→ **WORK TO DO**
Render the rows below as a two-column CSV with one line per row, using the column names "request" and "answer". Put each row's full request text and its answer in quoted fields, and turn every line break into a space.

** begin STORED DATA **

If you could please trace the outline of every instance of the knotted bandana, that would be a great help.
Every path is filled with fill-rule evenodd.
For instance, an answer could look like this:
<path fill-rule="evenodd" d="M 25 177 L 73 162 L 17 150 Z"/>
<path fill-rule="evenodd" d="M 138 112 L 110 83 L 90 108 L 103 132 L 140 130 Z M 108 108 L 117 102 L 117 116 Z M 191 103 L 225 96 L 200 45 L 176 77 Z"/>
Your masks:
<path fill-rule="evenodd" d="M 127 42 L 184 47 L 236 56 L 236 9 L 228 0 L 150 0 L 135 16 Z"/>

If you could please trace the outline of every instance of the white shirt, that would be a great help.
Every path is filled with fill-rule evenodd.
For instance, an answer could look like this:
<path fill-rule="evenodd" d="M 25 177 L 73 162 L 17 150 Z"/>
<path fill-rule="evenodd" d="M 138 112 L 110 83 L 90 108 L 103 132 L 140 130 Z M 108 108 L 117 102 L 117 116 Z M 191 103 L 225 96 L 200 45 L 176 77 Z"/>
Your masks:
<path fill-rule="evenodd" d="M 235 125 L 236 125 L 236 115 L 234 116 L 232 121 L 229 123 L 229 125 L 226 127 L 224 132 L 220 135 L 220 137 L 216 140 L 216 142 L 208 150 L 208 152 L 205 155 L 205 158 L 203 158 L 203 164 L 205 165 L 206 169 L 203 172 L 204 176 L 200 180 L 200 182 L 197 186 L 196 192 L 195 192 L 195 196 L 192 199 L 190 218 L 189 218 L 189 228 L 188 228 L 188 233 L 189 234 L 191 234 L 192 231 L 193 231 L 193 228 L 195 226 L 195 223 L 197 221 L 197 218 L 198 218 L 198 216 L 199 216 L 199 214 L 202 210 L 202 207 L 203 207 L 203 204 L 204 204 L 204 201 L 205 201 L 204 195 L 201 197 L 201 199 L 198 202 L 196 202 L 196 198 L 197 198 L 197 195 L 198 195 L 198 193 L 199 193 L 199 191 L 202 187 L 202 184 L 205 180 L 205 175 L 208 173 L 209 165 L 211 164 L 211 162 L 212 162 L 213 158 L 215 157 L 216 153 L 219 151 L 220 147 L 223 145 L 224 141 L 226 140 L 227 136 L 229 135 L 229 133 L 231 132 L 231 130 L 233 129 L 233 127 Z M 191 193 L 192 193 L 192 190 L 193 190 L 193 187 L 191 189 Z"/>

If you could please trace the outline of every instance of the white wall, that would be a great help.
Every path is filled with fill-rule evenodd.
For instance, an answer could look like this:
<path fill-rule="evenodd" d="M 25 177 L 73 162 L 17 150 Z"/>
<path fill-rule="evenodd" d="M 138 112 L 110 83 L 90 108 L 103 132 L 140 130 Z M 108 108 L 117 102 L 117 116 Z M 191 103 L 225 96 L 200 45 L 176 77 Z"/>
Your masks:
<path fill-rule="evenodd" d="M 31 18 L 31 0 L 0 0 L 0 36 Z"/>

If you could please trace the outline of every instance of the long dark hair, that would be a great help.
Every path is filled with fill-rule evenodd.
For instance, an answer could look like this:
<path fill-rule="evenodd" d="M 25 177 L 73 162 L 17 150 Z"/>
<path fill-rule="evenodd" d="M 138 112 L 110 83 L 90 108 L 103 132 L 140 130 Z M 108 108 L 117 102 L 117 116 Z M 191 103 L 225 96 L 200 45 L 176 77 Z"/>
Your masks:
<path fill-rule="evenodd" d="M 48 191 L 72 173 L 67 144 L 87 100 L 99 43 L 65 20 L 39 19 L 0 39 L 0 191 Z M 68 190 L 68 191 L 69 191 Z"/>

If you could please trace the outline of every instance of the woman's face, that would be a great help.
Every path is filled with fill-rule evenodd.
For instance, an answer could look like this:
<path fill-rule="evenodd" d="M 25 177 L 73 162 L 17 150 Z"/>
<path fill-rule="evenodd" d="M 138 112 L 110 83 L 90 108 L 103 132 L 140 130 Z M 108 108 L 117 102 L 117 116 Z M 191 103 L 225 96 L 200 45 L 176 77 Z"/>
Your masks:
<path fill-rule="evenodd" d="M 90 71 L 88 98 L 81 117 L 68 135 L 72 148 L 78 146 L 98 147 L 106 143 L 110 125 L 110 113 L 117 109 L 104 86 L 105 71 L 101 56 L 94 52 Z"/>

** end STORED DATA **

→ **REPLY**
request,answer
"If you could please trace the outline of every instance of the knotted bandana, that would be a great help. Every path is filled with fill-rule evenodd. For instance, an answer could look like this: <path fill-rule=""evenodd"" d=""M 25 177 L 73 162 L 17 150 Z""/> <path fill-rule=""evenodd"" d=""M 138 112 L 110 83 L 90 108 L 103 132 L 140 130 Z M 108 108 L 117 102 L 117 116 Z M 191 103 L 225 96 L 200 45 L 176 77 Z""/> Your masks:","<path fill-rule=""evenodd"" d=""M 127 42 L 184 47 L 236 56 L 236 9 L 228 0 L 150 0 L 135 16 Z""/>"
"If you could please trace the outline of every instance of the white shirt, that would be a great help. Every path is filled with fill-rule evenodd. For instance, an answer could look like this: <path fill-rule=""evenodd"" d=""M 25 177 L 73 162 L 17 150 Z""/> <path fill-rule=""evenodd"" d=""M 138 112 L 110 83 L 90 108 L 103 132 L 140 130 Z M 108 108 L 117 102 L 117 116 Z M 191 103 L 225 96 L 200 45 L 176 77 Z""/> Your masks:","<path fill-rule=""evenodd"" d=""M 235 125 L 236 125 L 236 115 L 234 116 L 232 121 L 229 123 L 229 125 L 226 127 L 224 132 L 220 135 L 220 137 L 216 140 L 216 142 L 208 150 L 208 152 L 205 155 L 205 158 L 203 158 L 203 164 L 205 165 L 206 169 L 203 172 L 204 176 L 200 180 L 200 182 L 197 186 L 196 192 L 195 192 L 195 196 L 192 199 L 190 218 L 189 218 L 189 228 L 188 228 L 188 233 L 189 234 L 191 234 L 192 231 L 193 231 L 193 228 L 195 226 L 195 223 L 197 221 L 197 218 L 198 218 L 198 216 L 199 216 L 199 214 L 202 210 L 202 207 L 203 207 L 203 204 L 204 204 L 204 201 L 205 201 L 204 195 L 201 197 L 201 199 L 198 202 L 196 202 L 196 198 L 197 198 L 197 195 L 198 195 L 198 193 L 199 193 L 199 191 L 202 187 L 202 184 L 205 180 L 205 175 L 208 173 L 209 165 L 211 164 L 211 162 L 212 162 L 213 158 L 215 157 L 216 153 L 219 151 L 220 147 L 223 145 L 224 141 L 226 140 L 227 136 L 229 135 L 229 133 L 231 132 L 231 130 L 233 129 L 233 127 Z M 191 193 L 192 193 L 192 190 L 193 190 L 193 187 L 191 189 Z""/>"
"If you could please trace the outline of every instance of the white wall, that would be a great help. Every path is filled with fill-rule evenodd. For instance, an answer could look like this: <path fill-rule=""evenodd"" d=""M 25 177 L 73 162 L 17 150 Z""/> <path fill-rule=""evenodd"" d=""M 138 112 L 110 83 L 90 108 L 103 132 L 140 130 Z M 108 108 L 117 102 L 117 116 Z M 191 103 L 225 96 L 200 45 L 176 77 Z""/> Your masks:","<path fill-rule=""evenodd"" d=""M 31 18 L 31 0 L 0 0 L 0 36 Z""/>"
"If you could please trace the outline of every instance of the long dark hair, that would be a great help. Every path is filled with fill-rule evenodd. For instance, an answer could look like this: <path fill-rule=""evenodd"" d=""M 25 177 L 73 162 L 17 150 Z""/> <path fill-rule=""evenodd"" d=""M 138 112 L 110 83 L 90 108 L 103 132 L 140 130 Z M 108 108 L 117 102 L 117 116 Z M 191 103 L 225 96 L 200 45 L 176 77 Z""/> Your masks:","<path fill-rule=""evenodd"" d=""M 48 191 L 72 173 L 67 144 L 87 100 L 99 43 L 65 20 L 39 19 L 0 39 L 0 191 Z M 68 190 L 68 191 L 69 191 Z""/>"
"If you could please trace the outline of every instance of the woman's face, that would be a great help. Every path is filled with fill-rule evenodd. For instance, an answer could look like this: <path fill-rule=""evenodd"" d=""M 25 177 L 73 162 L 17 150 Z""/> <path fill-rule=""evenodd"" d=""M 138 112 L 110 83 L 90 108 L 103 132 L 140 130 Z M 108 108 L 117 102 L 117 116 Z M 191 103 L 225 96 L 200 45 L 176 77 Z""/> Your masks:","<path fill-rule=""evenodd"" d=""M 90 71 L 88 98 L 81 117 L 68 135 L 72 148 L 78 146 L 98 147 L 106 143 L 110 125 L 110 113 L 117 109 L 104 86 L 105 71 L 101 56 L 94 52 Z""/>"